EXERCISE BRIEF:
A verbatim copy of every record is needed.

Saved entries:
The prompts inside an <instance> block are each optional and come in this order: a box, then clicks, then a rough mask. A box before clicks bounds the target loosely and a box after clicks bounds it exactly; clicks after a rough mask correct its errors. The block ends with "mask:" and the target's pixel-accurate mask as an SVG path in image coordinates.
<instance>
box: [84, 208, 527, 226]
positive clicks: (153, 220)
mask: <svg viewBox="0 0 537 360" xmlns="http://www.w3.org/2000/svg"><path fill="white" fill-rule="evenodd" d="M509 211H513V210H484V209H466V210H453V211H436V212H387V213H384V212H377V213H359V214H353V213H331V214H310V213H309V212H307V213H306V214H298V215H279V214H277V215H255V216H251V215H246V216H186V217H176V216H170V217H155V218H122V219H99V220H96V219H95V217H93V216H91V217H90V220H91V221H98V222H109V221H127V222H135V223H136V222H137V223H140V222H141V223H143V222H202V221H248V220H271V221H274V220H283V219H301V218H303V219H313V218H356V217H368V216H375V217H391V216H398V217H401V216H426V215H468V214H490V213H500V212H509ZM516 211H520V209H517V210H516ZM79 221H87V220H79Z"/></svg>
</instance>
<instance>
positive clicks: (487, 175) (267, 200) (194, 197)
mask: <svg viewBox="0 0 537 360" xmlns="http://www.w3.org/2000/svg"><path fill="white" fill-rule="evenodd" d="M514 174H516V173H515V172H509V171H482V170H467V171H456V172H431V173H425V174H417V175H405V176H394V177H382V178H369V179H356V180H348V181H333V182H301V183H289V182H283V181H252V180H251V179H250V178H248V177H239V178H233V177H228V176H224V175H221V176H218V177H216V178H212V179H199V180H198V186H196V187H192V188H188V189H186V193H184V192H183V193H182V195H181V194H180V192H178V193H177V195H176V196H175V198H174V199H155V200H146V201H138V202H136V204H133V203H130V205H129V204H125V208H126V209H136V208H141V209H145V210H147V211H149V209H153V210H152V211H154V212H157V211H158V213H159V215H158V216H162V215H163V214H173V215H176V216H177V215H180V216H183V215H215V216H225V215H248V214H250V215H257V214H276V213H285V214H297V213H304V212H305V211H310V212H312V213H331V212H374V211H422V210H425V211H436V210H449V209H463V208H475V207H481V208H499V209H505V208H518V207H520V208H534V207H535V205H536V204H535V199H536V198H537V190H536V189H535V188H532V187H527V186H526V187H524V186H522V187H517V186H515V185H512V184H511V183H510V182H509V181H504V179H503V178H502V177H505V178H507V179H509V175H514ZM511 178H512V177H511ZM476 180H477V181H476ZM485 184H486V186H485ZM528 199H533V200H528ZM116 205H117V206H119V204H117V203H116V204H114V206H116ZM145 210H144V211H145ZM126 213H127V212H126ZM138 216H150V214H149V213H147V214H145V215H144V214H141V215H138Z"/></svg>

ANSWER FOR THE TASK:
The prompts inside an <instance> block are each optional and come in this order: a box, then clicks, then a rough mask. A box before clicks bounds the target loosely and a box after clicks bounds it exactly; clicks after a rough mask correct its errors. The block ends with "mask:" and the target's pixel-accurate mask as an SVG path in image coordinates.
<instance>
box: [84, 208, 527, 226]
positive clicks: (153, 220)
mask: <svg viewBox="0 0 537 360" xmlns="http://www.w3.org/2000/svg"><path fill="white" fill-rule="evenodd" d="M509 211H513V210H484V209H466V210H453V211H436V212H387V213H384V212H377V213H359V214H353V213H331V214H310V213H309V212H307V213H306V214H298V215H279V214H277V215H255V216H251V215H246V216H186V217H176V216H170V217H155V218H122V219H99V220H96V219H95V217H93V216H91V217H90V220H91V221H98V222H109V221H127V222H135V223H136V222H137V223H140V222H141V223H143V222H202V221H248V220H271V221H274V220H283V219H301V218H303V219H313V218H356V217H368V216H375V217H391V216H398V217H401V216H426V215H468V214H490V213H500V212H509ZM516 211H520V209H517V210H516ZM79 221H87V220H79Z"/></svg>
</instance>
<instance>
positive clicks: (487, 175) (267, 200) (194, 197)
mask: <svg viewBox="0 0 537 360" xmlns="http://www.w3.org/2000/svg"><path fill="white" fill-rule="evenodd" d="M514 174H516V173H515V172H509V171H482V170H467V171H456V172H431V173H425V174H417V175H405V176H394V177H382V178H369V179H356V180H348V181H333V182H301V183H289V182H283V181H252V180H251V179H250V178H248V177H239V178H233V177H228V176H224V175H221V176H218V177H216V178H212V179H199V180H198V186H196V187H192V188H188V189H186V193H184V192H183V193H182V195H181V194H180V192H178V193H177V195H176V196H175V198H174V199H155V200H146V201H138V202H136V204H133V203H130V205H129V204H125V208H126V209H136V208H141V209H145V210H147V211H149V209H153V210H152V211H154V212H157V211H158V213H159V215H158V216H162V215H163V214H173V215H176V216H177V215H180V216H183V215H215V216H225V215H248V214H250V215H257V214H276V213H285V214H297V213H304V212H305V211H310V212H312V213H331V212H374V211H422V210H425V211H436V210H449V209H463V208H475V207H481V208H499V209H505V208H518V207H520V208H534V207H535V205H536V204H535V199H536V198H537V190H536V189H535V188H532V187H527V186H526V187H524V186H522V187H517V186H515V185H512V184H511V183H510V182H509V181H504V179H503V178H502V177H505V178H507V179H509V175H514ZM511 178H512V177H511ZM476 180H477V181H476ZM485 184H486V186H485ZM528 199H533V200H528ZM116 205H117V206H119V204H117V203H116V204H114V206H116ZM145 210H144V211H145ZM126 213H127V212H126ZM138 216H150V214H149V213H147V214H145V215H144V214H141V215H138Z"/></svg>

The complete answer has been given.